提示テキスト:
++++

AI(人工知能)は、需要予測ならびに在庫管理の分野においても大きな力を発揮してくれる。

たとえばコンビニのように各地に多数の店舗を構えている場合を想定すると分かりやすい。
出店地の立地や天気、近隣で開催されるイベントなどの要素を総合して、各店舗で仕入れるべき商品の数をAIが予測してくれる。
それによって、無駄な在庫や廃棄しなければならない商品を最小限にすることが期待できる。

​⑧まとめ

在庫管理は製造業の生産管理の中でも、企業の財務部門が気にするくらい、もっともコスト削減効果が実現できる領域である。
この部分の改善は、一日でも早いほうが良い。
在庫を効率良く適正にコントロール出来ることで、ムダの排除につながる。
在庫管理と言っても奥が深い領域であるのは間違いない。
更に適正在庫となると、いろいろな計算方法があり自社に合った計算方法を取り入れなければならない。

これら解決策には、在庫管理システムの活用が一番便利である。
在庫管理システムと言っても数多くあるが、導入実績が多く、機能が充実しているシステム、適正在庫のいろいろな計算方式に対応したシステム、近頃はAI(人工知能)による予測計算などシステムも登場している。

いろいろと社内で議論しても何も進まないので、思い切って在庫管理システムを導入すれば、先が見えてくると言えるくらい在庫管理システムの導入は有効である。

++++

エントリ一覧:
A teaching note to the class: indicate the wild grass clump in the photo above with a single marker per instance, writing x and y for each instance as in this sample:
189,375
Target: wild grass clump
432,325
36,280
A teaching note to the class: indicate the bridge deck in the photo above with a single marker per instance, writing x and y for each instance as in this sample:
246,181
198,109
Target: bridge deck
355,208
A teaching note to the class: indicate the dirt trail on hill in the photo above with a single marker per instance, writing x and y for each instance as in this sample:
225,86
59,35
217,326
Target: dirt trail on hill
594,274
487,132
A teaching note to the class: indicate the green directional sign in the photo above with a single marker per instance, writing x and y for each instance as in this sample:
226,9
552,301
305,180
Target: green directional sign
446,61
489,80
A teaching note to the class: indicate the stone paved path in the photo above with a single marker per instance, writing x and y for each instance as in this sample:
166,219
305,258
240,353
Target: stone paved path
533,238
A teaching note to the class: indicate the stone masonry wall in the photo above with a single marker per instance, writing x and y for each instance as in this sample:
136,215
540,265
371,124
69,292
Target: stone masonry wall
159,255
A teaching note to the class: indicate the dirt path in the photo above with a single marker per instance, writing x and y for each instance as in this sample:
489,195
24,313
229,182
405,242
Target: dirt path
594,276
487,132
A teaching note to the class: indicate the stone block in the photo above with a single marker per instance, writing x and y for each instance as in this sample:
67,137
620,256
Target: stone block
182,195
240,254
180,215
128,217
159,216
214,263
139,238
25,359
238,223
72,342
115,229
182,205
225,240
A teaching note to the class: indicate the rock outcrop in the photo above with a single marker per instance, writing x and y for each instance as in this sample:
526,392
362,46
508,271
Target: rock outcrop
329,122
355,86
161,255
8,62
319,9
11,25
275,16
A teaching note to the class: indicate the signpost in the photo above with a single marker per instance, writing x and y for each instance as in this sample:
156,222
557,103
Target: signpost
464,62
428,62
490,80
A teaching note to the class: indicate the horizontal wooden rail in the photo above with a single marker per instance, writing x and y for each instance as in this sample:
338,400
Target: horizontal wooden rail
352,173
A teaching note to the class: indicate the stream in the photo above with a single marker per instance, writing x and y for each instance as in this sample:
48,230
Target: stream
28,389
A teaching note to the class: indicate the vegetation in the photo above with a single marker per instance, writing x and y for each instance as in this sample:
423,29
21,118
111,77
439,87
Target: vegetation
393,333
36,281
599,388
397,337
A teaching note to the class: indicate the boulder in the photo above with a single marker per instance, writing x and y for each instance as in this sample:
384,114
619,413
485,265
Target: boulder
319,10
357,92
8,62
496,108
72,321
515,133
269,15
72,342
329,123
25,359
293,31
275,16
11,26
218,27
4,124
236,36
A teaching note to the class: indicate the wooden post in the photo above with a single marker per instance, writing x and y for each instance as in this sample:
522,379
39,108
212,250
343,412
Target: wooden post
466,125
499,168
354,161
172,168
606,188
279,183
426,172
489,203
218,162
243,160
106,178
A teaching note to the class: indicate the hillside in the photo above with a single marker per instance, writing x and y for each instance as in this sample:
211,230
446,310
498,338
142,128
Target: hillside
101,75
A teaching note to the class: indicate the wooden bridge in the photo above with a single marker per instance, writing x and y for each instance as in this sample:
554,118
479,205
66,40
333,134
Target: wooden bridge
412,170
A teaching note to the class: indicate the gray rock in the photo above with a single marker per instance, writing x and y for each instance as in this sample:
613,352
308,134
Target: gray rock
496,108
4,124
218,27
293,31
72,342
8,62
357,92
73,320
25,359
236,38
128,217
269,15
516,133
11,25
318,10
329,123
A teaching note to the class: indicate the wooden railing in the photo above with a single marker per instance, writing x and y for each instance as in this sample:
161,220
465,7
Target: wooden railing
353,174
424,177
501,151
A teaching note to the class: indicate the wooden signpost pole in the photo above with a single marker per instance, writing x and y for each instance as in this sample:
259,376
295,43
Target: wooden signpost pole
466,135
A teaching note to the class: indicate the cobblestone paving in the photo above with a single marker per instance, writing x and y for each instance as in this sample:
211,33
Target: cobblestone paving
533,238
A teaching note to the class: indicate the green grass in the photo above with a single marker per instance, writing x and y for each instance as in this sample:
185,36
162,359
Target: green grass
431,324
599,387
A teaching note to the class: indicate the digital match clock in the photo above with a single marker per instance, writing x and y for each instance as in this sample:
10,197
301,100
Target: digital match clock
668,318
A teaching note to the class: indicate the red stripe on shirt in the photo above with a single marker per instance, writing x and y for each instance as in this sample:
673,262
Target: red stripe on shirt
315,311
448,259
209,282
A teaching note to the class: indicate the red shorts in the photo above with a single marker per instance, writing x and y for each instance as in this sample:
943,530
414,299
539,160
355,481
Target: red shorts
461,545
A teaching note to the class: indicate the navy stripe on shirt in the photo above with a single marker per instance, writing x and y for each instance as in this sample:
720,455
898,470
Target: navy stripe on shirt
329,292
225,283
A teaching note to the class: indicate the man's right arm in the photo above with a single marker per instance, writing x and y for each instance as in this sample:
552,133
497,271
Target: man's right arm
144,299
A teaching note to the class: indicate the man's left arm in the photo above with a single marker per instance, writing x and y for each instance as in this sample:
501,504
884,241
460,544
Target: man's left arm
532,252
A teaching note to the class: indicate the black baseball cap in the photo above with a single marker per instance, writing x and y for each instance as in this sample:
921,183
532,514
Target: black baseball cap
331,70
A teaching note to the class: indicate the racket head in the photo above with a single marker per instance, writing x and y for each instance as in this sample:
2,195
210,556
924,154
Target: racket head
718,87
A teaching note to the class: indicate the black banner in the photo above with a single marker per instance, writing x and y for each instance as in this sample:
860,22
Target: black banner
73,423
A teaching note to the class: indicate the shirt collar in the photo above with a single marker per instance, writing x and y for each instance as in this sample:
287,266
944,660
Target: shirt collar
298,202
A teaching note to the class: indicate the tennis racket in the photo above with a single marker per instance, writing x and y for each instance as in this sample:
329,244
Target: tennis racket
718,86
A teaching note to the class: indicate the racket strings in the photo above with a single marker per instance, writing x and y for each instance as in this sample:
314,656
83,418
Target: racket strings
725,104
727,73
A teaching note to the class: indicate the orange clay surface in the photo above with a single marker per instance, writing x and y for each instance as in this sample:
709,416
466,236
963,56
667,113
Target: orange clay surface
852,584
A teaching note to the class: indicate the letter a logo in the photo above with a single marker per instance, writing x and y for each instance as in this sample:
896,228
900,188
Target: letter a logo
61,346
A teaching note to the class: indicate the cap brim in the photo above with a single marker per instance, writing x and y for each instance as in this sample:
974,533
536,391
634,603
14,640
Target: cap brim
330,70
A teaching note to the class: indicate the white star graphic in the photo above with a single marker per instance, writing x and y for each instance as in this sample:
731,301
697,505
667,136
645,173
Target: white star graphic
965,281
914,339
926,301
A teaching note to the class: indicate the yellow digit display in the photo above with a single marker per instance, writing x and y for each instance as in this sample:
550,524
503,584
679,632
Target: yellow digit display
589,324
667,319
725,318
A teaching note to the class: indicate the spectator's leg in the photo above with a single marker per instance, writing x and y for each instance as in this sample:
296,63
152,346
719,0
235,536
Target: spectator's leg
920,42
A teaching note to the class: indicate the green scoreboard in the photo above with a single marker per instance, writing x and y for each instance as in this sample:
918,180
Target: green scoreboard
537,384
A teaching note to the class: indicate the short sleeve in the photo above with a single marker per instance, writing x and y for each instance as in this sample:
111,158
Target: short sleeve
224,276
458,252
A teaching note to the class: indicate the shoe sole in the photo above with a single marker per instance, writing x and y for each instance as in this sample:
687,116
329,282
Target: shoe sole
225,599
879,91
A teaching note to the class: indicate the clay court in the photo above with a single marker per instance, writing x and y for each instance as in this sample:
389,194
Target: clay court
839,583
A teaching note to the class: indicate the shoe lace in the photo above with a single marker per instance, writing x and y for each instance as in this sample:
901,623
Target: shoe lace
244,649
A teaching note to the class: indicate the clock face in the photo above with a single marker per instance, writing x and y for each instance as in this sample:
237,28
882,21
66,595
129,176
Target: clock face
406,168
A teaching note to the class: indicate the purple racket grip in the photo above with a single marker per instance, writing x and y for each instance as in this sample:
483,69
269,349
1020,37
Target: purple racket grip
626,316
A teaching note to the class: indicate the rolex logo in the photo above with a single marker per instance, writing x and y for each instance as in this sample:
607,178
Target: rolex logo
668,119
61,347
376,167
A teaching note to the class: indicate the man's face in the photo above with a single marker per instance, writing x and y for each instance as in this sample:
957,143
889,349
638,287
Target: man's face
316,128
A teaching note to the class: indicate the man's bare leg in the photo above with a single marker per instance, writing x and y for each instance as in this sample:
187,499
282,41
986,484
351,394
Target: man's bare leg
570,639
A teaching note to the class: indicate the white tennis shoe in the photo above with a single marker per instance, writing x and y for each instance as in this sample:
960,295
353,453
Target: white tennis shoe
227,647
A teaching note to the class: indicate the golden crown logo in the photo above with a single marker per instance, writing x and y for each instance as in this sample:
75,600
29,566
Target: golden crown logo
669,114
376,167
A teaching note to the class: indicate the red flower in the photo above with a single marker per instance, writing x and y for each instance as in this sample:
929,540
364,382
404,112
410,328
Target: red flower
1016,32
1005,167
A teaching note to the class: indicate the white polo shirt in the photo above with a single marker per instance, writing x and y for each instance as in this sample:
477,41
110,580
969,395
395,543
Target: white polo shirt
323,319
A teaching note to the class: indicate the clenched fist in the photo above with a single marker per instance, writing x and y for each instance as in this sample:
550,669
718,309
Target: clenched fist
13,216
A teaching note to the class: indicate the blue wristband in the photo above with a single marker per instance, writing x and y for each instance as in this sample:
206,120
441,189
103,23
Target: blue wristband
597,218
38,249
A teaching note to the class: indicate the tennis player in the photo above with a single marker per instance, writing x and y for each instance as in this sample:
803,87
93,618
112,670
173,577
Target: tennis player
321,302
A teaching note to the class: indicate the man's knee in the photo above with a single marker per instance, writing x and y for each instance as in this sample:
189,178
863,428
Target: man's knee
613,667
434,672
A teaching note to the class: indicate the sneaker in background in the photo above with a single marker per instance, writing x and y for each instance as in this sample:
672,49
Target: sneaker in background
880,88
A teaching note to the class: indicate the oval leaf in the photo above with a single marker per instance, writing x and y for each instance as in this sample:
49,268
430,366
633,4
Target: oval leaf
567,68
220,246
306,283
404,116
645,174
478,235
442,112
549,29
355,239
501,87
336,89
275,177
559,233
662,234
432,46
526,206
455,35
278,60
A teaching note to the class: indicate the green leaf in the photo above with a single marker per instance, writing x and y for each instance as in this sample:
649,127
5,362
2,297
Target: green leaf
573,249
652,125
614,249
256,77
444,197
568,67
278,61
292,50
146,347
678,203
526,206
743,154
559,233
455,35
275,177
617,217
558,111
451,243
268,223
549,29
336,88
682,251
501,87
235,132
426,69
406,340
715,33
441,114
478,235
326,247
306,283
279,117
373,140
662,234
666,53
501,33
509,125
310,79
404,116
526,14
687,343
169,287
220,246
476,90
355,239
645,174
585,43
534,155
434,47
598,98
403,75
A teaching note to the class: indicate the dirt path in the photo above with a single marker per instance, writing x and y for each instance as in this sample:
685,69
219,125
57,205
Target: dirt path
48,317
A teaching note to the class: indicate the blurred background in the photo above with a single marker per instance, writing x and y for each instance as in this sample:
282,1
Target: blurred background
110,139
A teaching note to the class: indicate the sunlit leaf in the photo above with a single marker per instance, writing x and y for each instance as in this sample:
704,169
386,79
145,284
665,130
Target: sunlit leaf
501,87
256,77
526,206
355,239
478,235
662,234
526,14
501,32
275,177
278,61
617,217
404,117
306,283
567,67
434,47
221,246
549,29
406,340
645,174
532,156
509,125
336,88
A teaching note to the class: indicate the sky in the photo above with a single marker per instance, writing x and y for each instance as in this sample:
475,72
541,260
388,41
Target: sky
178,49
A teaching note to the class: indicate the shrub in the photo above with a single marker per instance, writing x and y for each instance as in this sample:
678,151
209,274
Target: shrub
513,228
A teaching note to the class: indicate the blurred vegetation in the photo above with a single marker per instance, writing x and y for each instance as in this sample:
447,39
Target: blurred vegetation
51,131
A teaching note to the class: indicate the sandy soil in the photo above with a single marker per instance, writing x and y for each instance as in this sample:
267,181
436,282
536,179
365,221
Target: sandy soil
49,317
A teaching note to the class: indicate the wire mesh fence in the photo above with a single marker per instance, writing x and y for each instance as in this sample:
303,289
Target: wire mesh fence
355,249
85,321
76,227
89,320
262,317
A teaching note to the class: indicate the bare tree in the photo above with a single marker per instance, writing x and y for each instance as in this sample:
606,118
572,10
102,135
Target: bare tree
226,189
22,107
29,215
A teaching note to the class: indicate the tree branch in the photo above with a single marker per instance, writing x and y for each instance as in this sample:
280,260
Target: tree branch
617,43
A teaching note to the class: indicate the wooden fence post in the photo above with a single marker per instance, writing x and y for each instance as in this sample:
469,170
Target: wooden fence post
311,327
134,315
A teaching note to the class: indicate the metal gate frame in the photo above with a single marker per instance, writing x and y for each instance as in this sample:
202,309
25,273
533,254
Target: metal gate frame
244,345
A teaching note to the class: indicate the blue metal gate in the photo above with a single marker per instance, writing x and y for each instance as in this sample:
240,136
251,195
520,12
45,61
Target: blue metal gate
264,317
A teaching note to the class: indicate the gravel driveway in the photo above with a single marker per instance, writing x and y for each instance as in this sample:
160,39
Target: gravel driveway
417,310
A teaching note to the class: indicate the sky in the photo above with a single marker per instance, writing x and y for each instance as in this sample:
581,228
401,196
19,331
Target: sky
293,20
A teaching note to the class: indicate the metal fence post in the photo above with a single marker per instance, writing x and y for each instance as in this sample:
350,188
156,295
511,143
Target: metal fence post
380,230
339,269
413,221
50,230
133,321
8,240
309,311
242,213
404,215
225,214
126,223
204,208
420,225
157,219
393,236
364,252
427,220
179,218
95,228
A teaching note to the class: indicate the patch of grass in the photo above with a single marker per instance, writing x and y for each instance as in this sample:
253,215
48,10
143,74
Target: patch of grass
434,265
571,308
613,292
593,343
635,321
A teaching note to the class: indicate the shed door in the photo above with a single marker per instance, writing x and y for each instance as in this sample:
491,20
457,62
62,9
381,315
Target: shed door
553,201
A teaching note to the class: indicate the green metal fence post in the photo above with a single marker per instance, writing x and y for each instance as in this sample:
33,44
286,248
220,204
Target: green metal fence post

++++

設問 A: 在庫管理の文章では、在庫管理の解決策として一番便利なものに何が挙げられているか。
設問 B: 在庫管理の文章の「更に適正在庫となると、いろい」から「システムの導入は有効である。」までを含む部分を、「在庫管理システム」を「在庫管理ソフト」に変えて書き直してください。

解答 A: 在庫管理システムの活用。

解答 B:
更に適正在庫となると、いろいろな計算方法があり自社に合った計算方法を取り入れなければならない。

これら解決策には、在庫管理ソフトの活用が一番便利である。
在庫管理ソフトと言っても数多くあるが、導入実績が多く、機能が充実しているシステム、適正在庫のいろいろな計算方式に対応したシステム、近頃はAI(人工知能)による予測計算などシステムも登場している。

いろいろと社内で議論しても何も進まないので、思い切って在庫管理ソフトを導入すれば、先が見えてくると言えるくらい在庫管理ソフトの導入は有効である。